** What is needed **
Find every line containing the word "beach" in the records below; report only how many there are.

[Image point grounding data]
*** Block opens ***
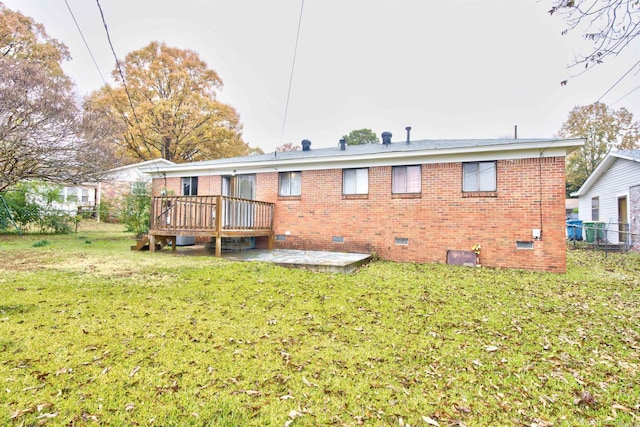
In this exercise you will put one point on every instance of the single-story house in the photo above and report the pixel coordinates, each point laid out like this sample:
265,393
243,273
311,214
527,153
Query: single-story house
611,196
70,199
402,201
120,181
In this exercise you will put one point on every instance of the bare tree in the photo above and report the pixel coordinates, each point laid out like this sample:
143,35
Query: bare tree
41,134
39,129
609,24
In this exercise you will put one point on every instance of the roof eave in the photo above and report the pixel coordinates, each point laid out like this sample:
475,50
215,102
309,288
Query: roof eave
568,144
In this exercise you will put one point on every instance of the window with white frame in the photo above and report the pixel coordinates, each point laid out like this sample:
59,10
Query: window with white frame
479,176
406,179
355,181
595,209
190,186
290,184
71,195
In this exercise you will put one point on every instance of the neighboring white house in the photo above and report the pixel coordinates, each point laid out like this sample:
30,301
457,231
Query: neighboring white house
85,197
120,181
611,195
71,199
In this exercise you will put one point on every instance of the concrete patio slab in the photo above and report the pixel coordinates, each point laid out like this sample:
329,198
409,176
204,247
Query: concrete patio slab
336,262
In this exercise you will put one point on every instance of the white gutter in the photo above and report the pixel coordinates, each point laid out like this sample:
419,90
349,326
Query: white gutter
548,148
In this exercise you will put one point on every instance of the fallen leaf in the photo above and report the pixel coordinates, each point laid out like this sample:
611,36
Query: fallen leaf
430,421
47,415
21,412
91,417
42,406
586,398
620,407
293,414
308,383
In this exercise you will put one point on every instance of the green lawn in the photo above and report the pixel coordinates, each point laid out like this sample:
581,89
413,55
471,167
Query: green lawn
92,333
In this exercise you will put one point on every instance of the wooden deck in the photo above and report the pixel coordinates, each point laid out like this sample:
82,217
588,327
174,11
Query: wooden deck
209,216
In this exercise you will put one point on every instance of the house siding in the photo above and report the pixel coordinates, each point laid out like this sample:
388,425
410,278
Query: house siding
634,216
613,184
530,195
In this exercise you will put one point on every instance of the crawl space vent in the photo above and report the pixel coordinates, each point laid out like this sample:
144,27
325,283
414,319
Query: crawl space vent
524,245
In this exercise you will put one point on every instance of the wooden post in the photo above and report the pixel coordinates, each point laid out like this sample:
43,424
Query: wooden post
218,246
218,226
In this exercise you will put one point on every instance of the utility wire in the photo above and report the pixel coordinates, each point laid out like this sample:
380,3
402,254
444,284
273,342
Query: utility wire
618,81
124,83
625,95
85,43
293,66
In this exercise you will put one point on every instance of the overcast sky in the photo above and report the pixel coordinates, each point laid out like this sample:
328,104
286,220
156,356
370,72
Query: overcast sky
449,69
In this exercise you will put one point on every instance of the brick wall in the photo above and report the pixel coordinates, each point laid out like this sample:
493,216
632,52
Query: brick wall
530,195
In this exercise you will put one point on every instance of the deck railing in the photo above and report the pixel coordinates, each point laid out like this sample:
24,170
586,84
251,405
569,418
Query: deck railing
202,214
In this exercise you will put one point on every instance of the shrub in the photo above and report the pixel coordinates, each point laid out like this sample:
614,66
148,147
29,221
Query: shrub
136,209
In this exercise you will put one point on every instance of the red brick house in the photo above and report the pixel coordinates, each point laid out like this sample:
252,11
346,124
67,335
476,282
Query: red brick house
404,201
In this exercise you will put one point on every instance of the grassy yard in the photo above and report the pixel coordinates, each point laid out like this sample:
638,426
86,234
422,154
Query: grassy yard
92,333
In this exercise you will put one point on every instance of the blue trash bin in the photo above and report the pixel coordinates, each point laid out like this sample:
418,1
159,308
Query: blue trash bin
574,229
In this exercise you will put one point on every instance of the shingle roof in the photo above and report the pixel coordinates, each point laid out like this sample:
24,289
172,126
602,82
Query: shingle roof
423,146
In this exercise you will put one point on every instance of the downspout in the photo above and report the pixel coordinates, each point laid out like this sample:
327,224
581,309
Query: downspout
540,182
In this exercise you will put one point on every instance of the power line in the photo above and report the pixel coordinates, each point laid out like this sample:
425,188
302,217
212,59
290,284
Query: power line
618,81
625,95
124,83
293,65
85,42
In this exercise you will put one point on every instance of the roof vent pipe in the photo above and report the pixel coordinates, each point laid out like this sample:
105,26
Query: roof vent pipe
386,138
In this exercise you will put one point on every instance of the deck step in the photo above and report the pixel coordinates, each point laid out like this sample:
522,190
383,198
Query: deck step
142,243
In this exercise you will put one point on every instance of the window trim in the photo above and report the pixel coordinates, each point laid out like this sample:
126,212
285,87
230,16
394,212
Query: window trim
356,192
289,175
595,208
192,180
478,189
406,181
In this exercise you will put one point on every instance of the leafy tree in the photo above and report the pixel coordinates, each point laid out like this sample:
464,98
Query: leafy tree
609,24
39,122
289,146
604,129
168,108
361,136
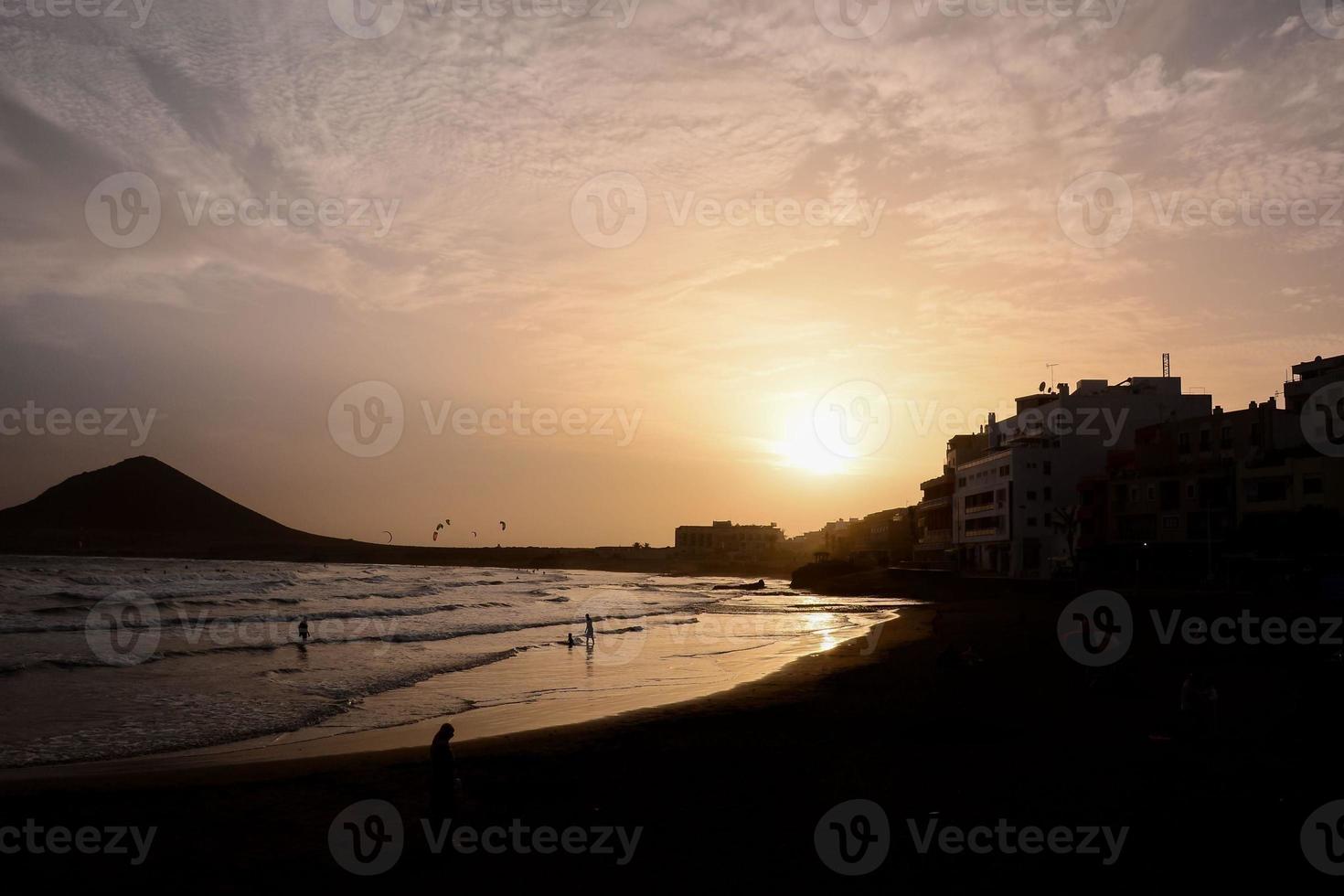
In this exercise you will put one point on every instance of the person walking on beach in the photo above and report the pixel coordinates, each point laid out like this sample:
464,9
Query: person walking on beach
*** Block closes ***
** Task solution **
2